- DOCUMENT SEGMENT -
= = = =
1. [Loading Data & Libraries](#1)
1. [Data Cleaning & Tokenizing](#2)
1. [Creating Model](#3)
1. [Training Model](#4)
1. [Making Predictions](#5)


<a id = "1"></a><br>
# Loading Data & Libraries

In [1]:
import numpy as np
from keras.models import Sequential, load_model
from keras.layers import Dense, Embedding, LSTM, Dropout
from keras.utils import to_categorical
from random import randint
import re
# To ignore warnings
import warnings
warnings.filterwarnings('ignore')

caused by: ['/opt/conda/lib/python3.10/site-packages/tensorflow_io/python/ops/libtensorflow_io_plugins.so: undefined symbol: _ZN3tsl6StatusC1EN10tensorflow5error4CodeESt17basic_string_viewIcSt11char_traitsIcEENS_14SourceLocationE']
caused by: ['/opt/conda/lib/python3.10/site-packages/tensorflow_io/python/ops/libtensorflow_io.so: undefined symbol: _ZTVN10tensorflow13GcsFileSystemE']


In [2]:
import nltk
nltk.download('gutenberg')
from nltk.corpus import gutenberg as gut

print(gut.fileids())

[nltk_data] Downloading package gutenberg to /usr/share/nltk_data...
[nltk_data]   Package gutenberg is already up-to-date!
['austen-emma.txt', 'austen-persuasion.txt', 'austen-sense.txt', 'bible-kjv.txt', 'blake-poems.txt', 'bryant-stories.txt', 'burgess-busterbrown.txt', 'carroll-alice.txt', 'chesterton-ball.txt', 'chesterton-brown.txt', 'chesterton-thursday.txt', 'edgeworth-parents.txt', 'melville-moby_dick.txt', 'milton-paradise.txt', 'shakespeare-caesar.txt', 'shakespeare-hamlet.txt', 'shakespeare-macbeth.txt', 'whitman-leaves.txt']


In [3]:
macbeth_text = nltk.corpus.gutenberg.raw('shakespeare-macbeth.txt')

In [4]:
print(macbeth_text[:500])
= = = =
(Items in a dataset)
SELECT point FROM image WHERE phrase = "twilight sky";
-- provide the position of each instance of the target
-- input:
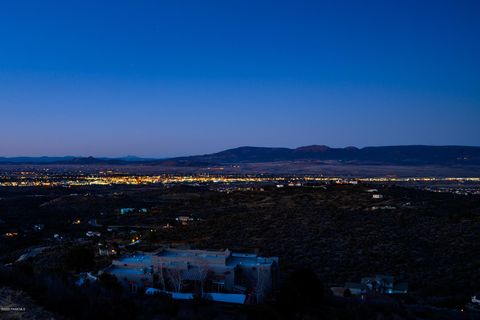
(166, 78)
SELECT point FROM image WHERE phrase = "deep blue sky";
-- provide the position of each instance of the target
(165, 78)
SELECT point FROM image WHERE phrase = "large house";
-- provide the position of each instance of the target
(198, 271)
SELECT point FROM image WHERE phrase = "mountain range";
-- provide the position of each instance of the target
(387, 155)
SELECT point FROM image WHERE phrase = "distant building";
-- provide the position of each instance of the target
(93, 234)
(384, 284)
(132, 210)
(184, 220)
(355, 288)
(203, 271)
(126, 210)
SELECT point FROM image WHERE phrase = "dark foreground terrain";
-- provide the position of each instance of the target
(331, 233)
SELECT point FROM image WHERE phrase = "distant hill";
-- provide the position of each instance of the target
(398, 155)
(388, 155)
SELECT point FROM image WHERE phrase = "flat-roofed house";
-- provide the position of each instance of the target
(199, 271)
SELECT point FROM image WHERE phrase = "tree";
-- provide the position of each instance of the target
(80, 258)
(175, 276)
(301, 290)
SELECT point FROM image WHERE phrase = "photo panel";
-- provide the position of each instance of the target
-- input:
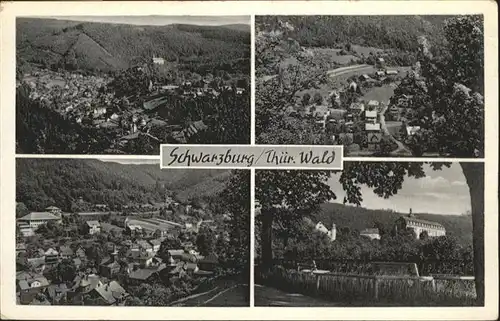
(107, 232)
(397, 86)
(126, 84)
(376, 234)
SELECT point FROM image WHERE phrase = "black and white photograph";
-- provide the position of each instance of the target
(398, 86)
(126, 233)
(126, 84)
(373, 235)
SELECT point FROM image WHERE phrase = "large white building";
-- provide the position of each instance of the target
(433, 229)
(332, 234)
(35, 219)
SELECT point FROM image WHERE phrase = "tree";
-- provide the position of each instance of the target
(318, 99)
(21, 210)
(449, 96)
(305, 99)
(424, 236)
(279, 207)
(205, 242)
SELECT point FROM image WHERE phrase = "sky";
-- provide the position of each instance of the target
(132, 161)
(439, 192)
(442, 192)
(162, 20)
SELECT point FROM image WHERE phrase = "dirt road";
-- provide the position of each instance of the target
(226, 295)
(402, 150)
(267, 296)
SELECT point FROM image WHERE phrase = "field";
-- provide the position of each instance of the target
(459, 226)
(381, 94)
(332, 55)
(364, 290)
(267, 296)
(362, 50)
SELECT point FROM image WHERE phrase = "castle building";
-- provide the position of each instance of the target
= = = =
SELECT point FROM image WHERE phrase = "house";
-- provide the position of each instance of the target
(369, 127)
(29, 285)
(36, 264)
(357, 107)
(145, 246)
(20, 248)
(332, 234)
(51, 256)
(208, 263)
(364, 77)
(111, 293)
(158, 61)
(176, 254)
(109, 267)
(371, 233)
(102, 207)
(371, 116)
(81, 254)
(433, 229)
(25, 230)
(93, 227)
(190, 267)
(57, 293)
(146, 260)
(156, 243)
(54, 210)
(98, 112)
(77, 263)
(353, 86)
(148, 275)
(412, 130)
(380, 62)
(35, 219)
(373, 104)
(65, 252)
= = = =
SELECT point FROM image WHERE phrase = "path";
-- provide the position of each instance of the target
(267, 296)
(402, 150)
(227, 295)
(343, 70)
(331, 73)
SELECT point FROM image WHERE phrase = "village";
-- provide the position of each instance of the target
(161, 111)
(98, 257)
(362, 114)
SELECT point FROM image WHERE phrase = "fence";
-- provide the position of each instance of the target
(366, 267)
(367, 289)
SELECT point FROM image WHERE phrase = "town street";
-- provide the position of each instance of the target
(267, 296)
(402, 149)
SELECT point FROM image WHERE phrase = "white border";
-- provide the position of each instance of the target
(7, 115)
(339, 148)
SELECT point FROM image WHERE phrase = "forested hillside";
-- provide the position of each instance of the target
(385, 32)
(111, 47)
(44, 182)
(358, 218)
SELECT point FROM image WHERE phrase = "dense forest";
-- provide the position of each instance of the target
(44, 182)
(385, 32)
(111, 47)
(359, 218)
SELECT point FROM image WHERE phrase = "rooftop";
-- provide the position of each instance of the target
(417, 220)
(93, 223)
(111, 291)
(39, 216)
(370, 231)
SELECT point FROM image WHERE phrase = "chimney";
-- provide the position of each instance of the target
= = = =
- TASK OBJECTIVE -
Reproduce the whole notebook excerpt on loading data and libraries word for word, from its opening outline through the final print statement.

- THE REPLY -
1. [Loading Data & Libraries](#1)
1. [Data Cleaning & Tokenizing](#2)
1. [Creating Model](#3)
1. [Training Model](#4)
1. [Making Predictions](#5)


<a id = "1"></a><br>
# Loading Data & Libraries

In [1]:
import numpy as np
from keras.models import Sequential, load_model
from keras.layers import Dense, Embedding, LSTM, Dropout
from keras.utils import to_categorical
from random import randint
import re
# To ignore warnings
import warnings
warnings.filterwarnings('ignore')

caused by: ['/opt/conda/lib/python3.10/site-packages/tensorflow_io/python/ops/libtensorflow_io_plugins.so: undefined symbol: _ZN3tsl6StatusC1EN10tensorflow5error4CodeESt17basic_string_viewIcSt11char_traitsIcEENS_14SourceLocationE']
caused by: ['/opt/conda/lib/python3.10/site-packages/tensorflow_io/python/ops/libtensorflow_io.so: undefined symbol: _ZTVN10tensorflow13GcsFileSystemE']


In [2]:
import nltk
nltk.download('gutenberg')
from nltk.corpus import gutenberg as gut

print(gut.fileids())

[nltk_data] Downloading package gutenberg to /usr/share/nltk_data...
[nltk_data]   Package gutenberg is already up-to-date!
['austen-emma.txt', 'austen-persuasion.txt', 'austen-sense.txt', 'bible-kjv.txt', 'blake-poems.txt', 'bryant-stories.txt', 'burgess-busterbrown.txt', 'carroll-alice.txt', 'chesterton-ball.txt', 'chesterton-brown.txt', 'chesterton-thursday.txt', 'edgeworth-parents.txt', 'melville-moby_dick.txt', 'milton-paradise.txt', 'shakespeare-caesar.txt', 'shakespeare-hamlet.txt', 'shakespeare-macbeth.txt', 'whitman-leaves.txt']


In [3]:
macbeth_text = nltk.corpus.gutenberg.raw('shakespeare-macbeth.txt')

In [4]:
print(macbeth_text[:500])